● **YOUR GOAL**: Extract the lines of the material from the line containing "# point at: damp" to the line containing "# point at: landscaping", both included, and reproduce them character for character.

● **Point placement records**:
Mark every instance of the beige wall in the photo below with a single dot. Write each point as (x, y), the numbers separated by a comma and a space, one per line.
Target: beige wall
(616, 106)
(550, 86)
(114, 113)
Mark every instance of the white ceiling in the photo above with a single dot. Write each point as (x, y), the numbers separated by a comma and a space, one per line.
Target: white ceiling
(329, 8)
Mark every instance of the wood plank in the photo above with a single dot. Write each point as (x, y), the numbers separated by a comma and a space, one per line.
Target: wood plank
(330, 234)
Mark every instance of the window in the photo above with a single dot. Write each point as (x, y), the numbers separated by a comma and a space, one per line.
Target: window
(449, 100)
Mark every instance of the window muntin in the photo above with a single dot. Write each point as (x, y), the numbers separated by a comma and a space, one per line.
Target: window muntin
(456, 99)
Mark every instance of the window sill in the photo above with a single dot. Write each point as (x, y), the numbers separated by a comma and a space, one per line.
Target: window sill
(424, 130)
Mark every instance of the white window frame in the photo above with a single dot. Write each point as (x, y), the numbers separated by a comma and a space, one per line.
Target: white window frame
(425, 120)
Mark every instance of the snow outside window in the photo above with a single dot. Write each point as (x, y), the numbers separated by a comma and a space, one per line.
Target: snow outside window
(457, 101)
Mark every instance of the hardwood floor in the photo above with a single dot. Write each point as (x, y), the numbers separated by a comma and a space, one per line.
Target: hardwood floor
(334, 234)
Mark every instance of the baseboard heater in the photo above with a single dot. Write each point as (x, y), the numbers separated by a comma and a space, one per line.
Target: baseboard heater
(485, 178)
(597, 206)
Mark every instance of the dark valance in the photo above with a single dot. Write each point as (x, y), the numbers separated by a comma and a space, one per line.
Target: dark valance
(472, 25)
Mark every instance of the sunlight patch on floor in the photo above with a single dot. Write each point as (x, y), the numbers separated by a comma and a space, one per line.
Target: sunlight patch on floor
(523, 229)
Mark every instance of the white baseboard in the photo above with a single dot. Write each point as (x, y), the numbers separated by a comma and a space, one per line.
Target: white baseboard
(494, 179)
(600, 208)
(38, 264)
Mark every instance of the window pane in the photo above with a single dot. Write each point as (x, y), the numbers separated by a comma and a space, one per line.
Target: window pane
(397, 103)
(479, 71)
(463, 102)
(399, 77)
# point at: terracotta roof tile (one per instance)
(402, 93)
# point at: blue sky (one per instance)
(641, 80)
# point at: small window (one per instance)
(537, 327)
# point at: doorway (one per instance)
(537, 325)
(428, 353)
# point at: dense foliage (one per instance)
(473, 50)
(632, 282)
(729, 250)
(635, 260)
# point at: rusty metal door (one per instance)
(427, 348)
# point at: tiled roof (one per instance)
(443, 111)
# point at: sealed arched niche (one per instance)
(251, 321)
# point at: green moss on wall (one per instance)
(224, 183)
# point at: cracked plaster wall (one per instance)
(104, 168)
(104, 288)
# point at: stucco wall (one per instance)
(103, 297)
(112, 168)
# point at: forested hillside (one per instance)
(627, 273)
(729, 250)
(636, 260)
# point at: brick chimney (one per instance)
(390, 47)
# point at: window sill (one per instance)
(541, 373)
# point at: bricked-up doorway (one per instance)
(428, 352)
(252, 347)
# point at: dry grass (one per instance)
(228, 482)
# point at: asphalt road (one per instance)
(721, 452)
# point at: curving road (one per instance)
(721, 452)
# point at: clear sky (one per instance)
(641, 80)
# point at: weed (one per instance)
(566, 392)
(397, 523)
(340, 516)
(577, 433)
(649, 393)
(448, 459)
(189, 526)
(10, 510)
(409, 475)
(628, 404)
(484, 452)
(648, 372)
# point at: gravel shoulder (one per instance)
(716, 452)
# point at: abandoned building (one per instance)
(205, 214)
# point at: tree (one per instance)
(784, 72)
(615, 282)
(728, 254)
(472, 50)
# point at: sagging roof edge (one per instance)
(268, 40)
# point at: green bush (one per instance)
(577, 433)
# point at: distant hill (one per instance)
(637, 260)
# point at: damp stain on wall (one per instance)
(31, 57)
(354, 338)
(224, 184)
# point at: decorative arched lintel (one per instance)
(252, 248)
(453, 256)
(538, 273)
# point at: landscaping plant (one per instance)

--

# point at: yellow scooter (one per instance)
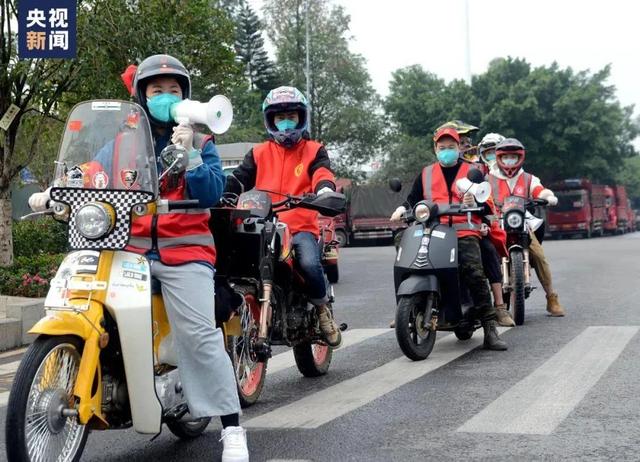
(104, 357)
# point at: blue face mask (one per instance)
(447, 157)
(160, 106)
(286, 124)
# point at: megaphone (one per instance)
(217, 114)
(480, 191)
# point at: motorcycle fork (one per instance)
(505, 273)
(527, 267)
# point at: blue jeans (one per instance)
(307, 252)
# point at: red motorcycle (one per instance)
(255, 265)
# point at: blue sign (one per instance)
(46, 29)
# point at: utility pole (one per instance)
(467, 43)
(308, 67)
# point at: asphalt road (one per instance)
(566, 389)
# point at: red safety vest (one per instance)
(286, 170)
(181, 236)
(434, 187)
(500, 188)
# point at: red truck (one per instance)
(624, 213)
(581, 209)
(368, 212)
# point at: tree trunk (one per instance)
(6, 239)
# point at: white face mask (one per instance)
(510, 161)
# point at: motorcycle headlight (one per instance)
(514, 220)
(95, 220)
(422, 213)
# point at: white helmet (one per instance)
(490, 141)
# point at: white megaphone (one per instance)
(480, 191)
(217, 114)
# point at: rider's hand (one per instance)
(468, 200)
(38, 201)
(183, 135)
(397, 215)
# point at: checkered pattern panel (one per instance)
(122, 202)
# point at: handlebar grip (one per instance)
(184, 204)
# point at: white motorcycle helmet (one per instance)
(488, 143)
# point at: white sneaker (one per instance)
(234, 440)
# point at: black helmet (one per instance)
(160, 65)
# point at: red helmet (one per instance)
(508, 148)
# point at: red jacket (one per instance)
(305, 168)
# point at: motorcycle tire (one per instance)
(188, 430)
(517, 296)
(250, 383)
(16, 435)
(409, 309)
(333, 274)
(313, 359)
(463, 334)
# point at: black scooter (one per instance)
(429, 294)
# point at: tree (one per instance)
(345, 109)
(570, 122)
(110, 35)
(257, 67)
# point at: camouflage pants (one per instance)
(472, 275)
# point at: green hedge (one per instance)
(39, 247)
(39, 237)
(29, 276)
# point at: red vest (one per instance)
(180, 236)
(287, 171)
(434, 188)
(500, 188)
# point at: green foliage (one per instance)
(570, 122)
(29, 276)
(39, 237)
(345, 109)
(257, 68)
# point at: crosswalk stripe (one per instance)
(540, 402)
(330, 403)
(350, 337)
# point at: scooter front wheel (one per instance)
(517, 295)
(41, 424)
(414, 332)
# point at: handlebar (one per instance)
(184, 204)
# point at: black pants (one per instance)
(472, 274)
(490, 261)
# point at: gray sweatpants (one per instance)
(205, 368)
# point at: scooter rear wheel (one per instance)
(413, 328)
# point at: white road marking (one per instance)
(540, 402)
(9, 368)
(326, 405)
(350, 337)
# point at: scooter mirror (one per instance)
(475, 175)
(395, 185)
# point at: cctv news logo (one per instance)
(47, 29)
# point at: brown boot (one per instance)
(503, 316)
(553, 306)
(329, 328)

● **ANSWER TO THE EXERCISE**:
# point at: damp stain on wall (one per instance)
(31, 57)
(354, 338)
(224, 184)
# point at: decorative arched lintel (one per instance)
(252, 248)
(453, 256)
(538, 273)
# point at: landscaping plant (one per instance)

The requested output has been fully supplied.